AUFGABE:
Geben Sie sämtliche Zeilen der folgenden Datensätze als nummerierte Liste aus. Leerzeilen werden dabei ausgelassen.

EINGABE:

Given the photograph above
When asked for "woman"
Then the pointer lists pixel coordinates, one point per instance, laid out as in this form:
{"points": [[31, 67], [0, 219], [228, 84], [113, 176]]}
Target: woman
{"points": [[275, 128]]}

LÖSUNG:
1. Given the photograph above
2. When asked for "woman"
3. Then the pointer lists pixel coordinates, one point per instance, laid out as in this form:
4. {"points": [[31, 67], [0, 219], [228, 84], [113, 176]]}
5. Target: woman
6. {"points": [[275, 128]]}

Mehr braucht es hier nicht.